▸ **Written problem a**
Reproduce the garden post between "This variety of" and "a friend ...", inclusive, swapping "friend" for "neighbor".
===
SHOP PRODUCTS
Houzz Logo Print
roselee_gw

Wildflowers, pretty flowers, and other flowers ....

A pound of wildflower seed was purchased on two different occasions and scattered on the field across the street, but the fill dirt the city used when they removed some houses was so poor the wildflowers never took hold. But finally one variety did.

So if one wants a wildflower that will thrive in poor soil, searing heat, little water and still bloom all summer then Mexican hat fits the bill ...

I'm surprised that hybridizers haven't worked with Silverleaf nightshade to sell commercially since it is very drought tolerant, has a beautiful flower and grey green leaves. I've seen it blooming in August on a baking traffic island that I'm sure hadn't seen a drop of water in weeks and weeks. It's also blooming across the street ...

The heat and sun loving west Texas Velvet pod mimosa blooms all summer in my *ell strip across from the field. I sent seeds to several people, anybody get it going?

Now for a very pretty flower, a large and a very fragrant one as well, that you don't see very often even if you have the Rick rack plant that produces it. The bloom lasts through one night only and if the scent does not alert you to its opening you might miss it entirely. It's a relative to cactus and the plant in a hanging basket is often mistaken for a stag horn fern ...

This variety of Ground orchid has larger trusses of flowers, blooms longer, and has larger leaves than the one I've had for years. It was purchased at Home Depot and given to me by a friend ...

A couple of years ago when I was no longer willing to pay huge water bills to keep my rose garden looking like spring all year I started looking around for evergreen plants with 'architectural interest' as they say, to replace the rose bushes and other plants requiring large amounts of water to do well.
===
▸ **Written problem b**
Please find every line in the entries below that contains the string "ground" and copy each one out. Case matters.
===
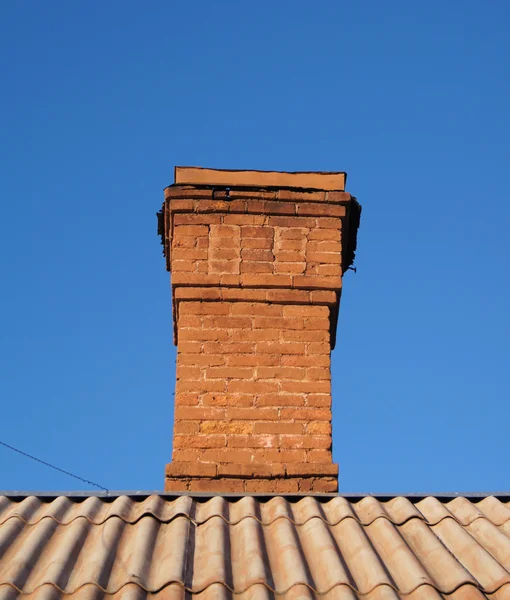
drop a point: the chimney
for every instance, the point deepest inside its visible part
(257, 260)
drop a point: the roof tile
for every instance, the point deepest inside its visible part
(254, 549)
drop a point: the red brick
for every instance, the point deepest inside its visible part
(290, 267)
(201, 335)
(283, 428)
(319, 400)
(193, 219)
(319, 442)
(251, 470)
(325, 484)
(222, 485)
(254, 360)
(293, 233)
(281, 348)
(189, 347)
(329, 270)
(183, 427)
(256, 309)
(232, 348)
(261, 486)
(232, 400)
(265, 280)
(306, 311)
(176, 485)
(225, 427)
(312, 282)
(184, 265)
(277, 323)
(320, 210)
(257, 254)
(286, 256)
(294, 387)
(318, 348)
(282, 456)
(281, 400)
(292, 222)
(189, 254)
(193, 231)
(188, 373)
(190, 469)
(202, 360)
(244, 220)
(251, 387)
(306, 361)
(305, 336)
(289, 296)
(281, 372)
(230, 372)
(311, 469)
(250, 414)
(325, 245)
(257, 232)
(252, 441)
(227, 322)
(186, 399)
(223, 254)
(195, 413)
(256, 267)
(227, 455)
(287, 486)
(201, 386)
(317, 324)
(319, 456)
(257, 243)
(318, 373)
(198, 441)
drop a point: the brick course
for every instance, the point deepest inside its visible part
(256, 280)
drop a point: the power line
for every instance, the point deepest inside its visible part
(53, 466)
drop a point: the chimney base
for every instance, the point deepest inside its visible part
(255, 478)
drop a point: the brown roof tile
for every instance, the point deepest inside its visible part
(254, 548)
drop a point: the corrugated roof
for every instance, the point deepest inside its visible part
(252, 548)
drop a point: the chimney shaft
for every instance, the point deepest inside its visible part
(257, 261)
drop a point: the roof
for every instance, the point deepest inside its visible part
(334, 548)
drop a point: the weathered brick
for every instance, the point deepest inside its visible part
(230, 427)
(252, 441)
(257, 232)
(230, 372)
(281, 400)
(256, 267)
(251, 387)
(306, 311)
(190, 469)
(305, 441)
(280, 373)
(198, 441)
(256, 309)
(256, 277)
(283, 428)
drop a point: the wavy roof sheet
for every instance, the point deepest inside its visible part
(254, 549)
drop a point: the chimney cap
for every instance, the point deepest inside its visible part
(327, 181)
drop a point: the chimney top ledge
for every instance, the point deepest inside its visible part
(326, 181)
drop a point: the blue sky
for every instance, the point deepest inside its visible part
(101, 100)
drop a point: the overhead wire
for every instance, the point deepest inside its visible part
(43, 462)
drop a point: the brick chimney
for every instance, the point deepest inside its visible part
(257, 260)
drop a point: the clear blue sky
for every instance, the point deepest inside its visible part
(101, 99)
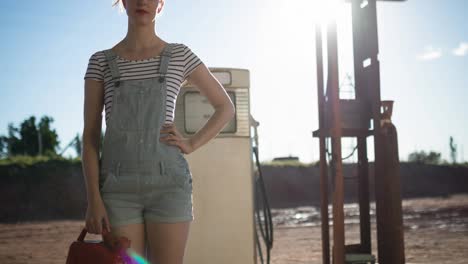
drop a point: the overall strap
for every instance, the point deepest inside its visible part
(111, 58)
(165, 57)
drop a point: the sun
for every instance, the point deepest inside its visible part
(325, 11)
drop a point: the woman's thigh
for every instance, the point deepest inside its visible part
(135, 233)
(167, 241)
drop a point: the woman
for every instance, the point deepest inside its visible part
(141, 187)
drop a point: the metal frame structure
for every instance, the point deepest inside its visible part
(360, 117)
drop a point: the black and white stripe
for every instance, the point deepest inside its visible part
(181, 64)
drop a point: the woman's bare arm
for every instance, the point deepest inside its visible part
(93, 105)
(210, 87)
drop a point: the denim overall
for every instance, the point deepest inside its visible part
(141, 178)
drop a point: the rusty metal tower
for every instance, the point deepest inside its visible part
(362, 117)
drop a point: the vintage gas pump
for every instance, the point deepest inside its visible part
(222, 170)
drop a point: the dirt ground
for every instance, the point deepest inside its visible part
(429, 239)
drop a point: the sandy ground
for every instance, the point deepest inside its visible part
(427, 240)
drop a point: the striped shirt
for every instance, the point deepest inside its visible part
(183, 61)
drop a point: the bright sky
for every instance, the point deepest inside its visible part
(45, 49)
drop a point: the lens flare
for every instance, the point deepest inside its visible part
(131, 257)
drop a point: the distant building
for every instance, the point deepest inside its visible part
(286, 158)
===
▸ **Answer a**
This variety of Ground orchid has larger trusses of flowers, blooms longer, and has larger leaves than the one I've had for years. It was purchased at Home Depot and given to me by a neighbor ...

▸ **Answer b**
drop a point: the dirt ground
drop a point: the sandy ground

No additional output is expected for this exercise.